# To embarrassed to tell anyone



## 14448 (Jun 14, 2006)

Hi. I've had ibs-d and c since childhood but the only person who knows about it is my mum, as she has it too. I'm so embarassed about it and seem to spend half my life trying to hide it from people, including my boyfriend of 2 yrs. How do you cope?


----------



## 16008 (Sep 7, 2005)

I went through this for a really long time. From my diagnosis (age 13) until about 2 years ago, which in total was 12 years of hiding it from everyone but my family. I never felt comfortable. Until one day about 2 years ago, I walked into GNC and was trying to hide the fact that I was looking at colon cleanses (haha) but the darn woman came over anyway (damnit!) and asked if she could help me. I was so embarresed but for the first time I blurted out to a complete stranger that I had IBS and was looking for something that would help. I couldn't believe I told this woman, it was like such a relief and the woman acted as if I was completely normal and that this was such a common problem. Strangely, I felt so good after that. Like, what a load off. Like a confession of a deep dark secret I'd been keeping for years!Luckily though, I then met my fiance and it turned out that his 21 year old sister has IBS (he told me she had it before I told him that I had it). I then found comfort in telling him because I knew he would understand. And actually, now, I am getting much better about it. I can't believe how many people have it and I am not so ashamed anymore. I think one day you will accept it, and not care what anyone else thinks. It doesn't stop the embarressment of having to go in awkward places, but it helps knowing that your not alone and that most people really do understand.Dana


----------

→ Data:
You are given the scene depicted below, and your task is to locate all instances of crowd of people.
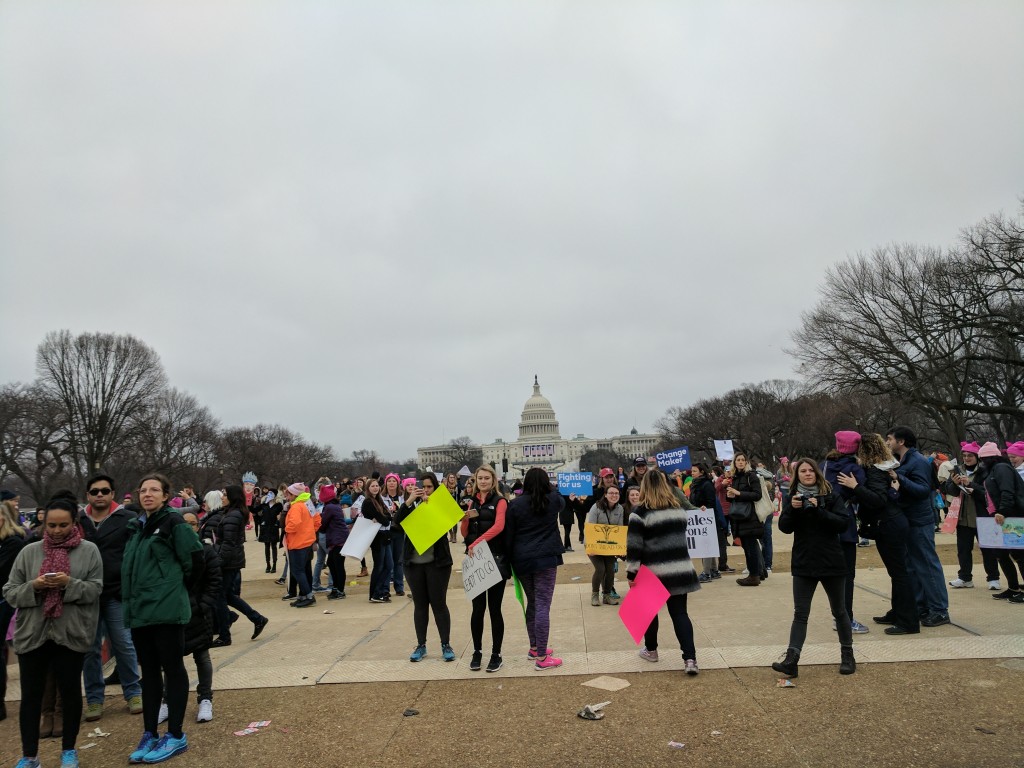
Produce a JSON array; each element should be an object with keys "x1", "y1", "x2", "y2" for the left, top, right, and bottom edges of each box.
[{"x1": 0, "y1": 427, "x2": 1024, "y2": 768}]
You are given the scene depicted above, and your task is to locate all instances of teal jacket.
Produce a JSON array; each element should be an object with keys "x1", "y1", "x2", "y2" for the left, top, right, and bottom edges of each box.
[{"x1": 121, "y1": 507, "x2": 204, "y2": 629}]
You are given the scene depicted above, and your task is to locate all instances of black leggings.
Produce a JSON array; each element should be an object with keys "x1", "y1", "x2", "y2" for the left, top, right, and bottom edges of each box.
[
  {"x1": 406, "y1": 562, "x2": 452, "y2": 645},
  {"x1": 132, "y1": 624, "x2": 188, "y2": 738},
  {"x1": 17, "y1": 640, "x2": 83, "y2": 758},
  {"x1": 327, "y1": 547, "x2": 345, "y2": 594},
  {"x1": 790, "y1": 575, "x2": 853, "y2": 653},
  {"x1": 468, "y1": 579, "x2": 505, "y2": 653}
]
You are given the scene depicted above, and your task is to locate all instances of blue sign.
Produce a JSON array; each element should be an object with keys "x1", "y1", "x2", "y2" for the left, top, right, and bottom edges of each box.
[
  {"x1": 558, "y1": 472, "x2": 594, "y2": 496},
  {"x1": 654, "y1": 445, "x2": 693, "y2": 474}
]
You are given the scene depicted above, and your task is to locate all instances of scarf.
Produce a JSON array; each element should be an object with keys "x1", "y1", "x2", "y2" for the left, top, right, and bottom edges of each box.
[{"x1": 39, "y1": 524, "x2": 82, "y2": 618}]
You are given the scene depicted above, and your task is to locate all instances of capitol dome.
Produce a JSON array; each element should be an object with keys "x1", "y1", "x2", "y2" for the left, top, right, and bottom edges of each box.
[{"x1": 519, "y1": 376, "x2": 560, "y2": 440}]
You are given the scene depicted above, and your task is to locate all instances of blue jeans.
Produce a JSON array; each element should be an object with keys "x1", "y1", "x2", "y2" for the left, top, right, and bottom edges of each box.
[
  {"x1": 82, "y1": 598, "x2": 142, "y2": 703},
  {"x1": 906, "y1": 523, "x2": 949, "y2": 613}
]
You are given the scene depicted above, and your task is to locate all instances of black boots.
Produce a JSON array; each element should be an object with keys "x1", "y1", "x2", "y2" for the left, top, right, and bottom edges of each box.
[
  {"x1": 771, "y1": 648, "x2": 800, "y2": 677},
  {"x1": 839, "y1": 645, "x2": 857, "y2": 675}
]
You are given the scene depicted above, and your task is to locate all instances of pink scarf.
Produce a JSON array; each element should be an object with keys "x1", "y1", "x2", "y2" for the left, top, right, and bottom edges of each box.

→ Prompt:
In the IBS thread, list everyone who is said to have IBS.

→ Result for this task:
- The writer of the first post (14448)
- The first writer's mum
- Dana, the writer of the second post (16008)
- Dana's fiance's 21-year-old sister